● **Exercise brief**
The output should consist solely of the line containing "Could you please point out the metal" and the lines that follow it through the end of the data below.

─── Records for the task ───

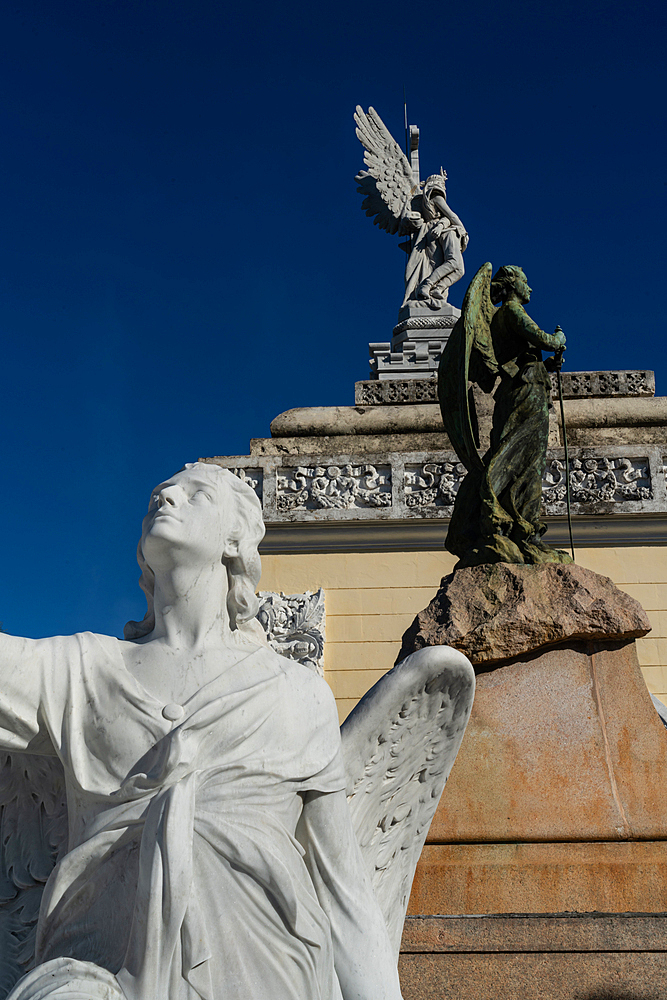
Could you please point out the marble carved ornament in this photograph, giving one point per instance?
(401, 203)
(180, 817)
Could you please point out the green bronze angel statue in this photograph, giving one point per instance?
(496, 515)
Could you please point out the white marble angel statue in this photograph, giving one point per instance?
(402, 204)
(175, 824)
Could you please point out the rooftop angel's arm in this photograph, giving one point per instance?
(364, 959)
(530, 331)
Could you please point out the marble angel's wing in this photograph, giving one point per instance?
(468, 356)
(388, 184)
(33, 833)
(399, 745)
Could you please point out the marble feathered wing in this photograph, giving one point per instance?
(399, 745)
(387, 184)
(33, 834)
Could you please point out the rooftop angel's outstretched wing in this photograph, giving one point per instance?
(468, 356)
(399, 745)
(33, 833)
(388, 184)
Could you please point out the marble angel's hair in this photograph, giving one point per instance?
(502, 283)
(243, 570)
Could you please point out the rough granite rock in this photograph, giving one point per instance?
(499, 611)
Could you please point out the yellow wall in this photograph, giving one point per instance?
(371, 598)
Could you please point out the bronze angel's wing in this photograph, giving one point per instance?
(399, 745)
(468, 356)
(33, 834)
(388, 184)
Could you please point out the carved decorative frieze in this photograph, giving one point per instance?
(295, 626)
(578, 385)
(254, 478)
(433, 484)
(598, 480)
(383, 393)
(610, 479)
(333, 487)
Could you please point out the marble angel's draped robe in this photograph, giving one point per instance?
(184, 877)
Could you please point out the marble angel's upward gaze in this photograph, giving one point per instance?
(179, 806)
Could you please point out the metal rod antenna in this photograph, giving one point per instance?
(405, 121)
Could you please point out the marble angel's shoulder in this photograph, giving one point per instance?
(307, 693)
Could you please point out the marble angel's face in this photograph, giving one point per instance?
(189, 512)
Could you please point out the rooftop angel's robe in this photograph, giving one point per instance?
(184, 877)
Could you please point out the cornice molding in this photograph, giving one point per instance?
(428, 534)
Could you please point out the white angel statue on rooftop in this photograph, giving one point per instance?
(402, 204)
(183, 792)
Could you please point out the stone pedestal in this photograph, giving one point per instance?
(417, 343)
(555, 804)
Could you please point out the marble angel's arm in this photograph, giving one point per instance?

───

● **Task output**
Could you please point out the metal rod antenna in this photograph, giving one point per instance?
(405, 121)
Could you please point out the marble angel's shoulder in this photograph, giving one point per instance?
(307, 693)
Could you please point out the marble angel's face in this photograph, giving one point per instance?
(189, 512)
Could you please point out the rooftop angel's robe in this photograph, giving one point per instance?
(184, 877)
Could you please point out the cornice molding in this photograph, giving one point per instance?
(428, 534)
Could you please point out the white angel statue on rooftop in this photograph, giving one point per instance?
(402, 204)
(183, 792)
Could you please point out the stone pedestal in this photograph, giving one point per instance?
(417, 343)
(555, 804)
Could you please point out the marble angel's arm in this photograph, giving one point per instance?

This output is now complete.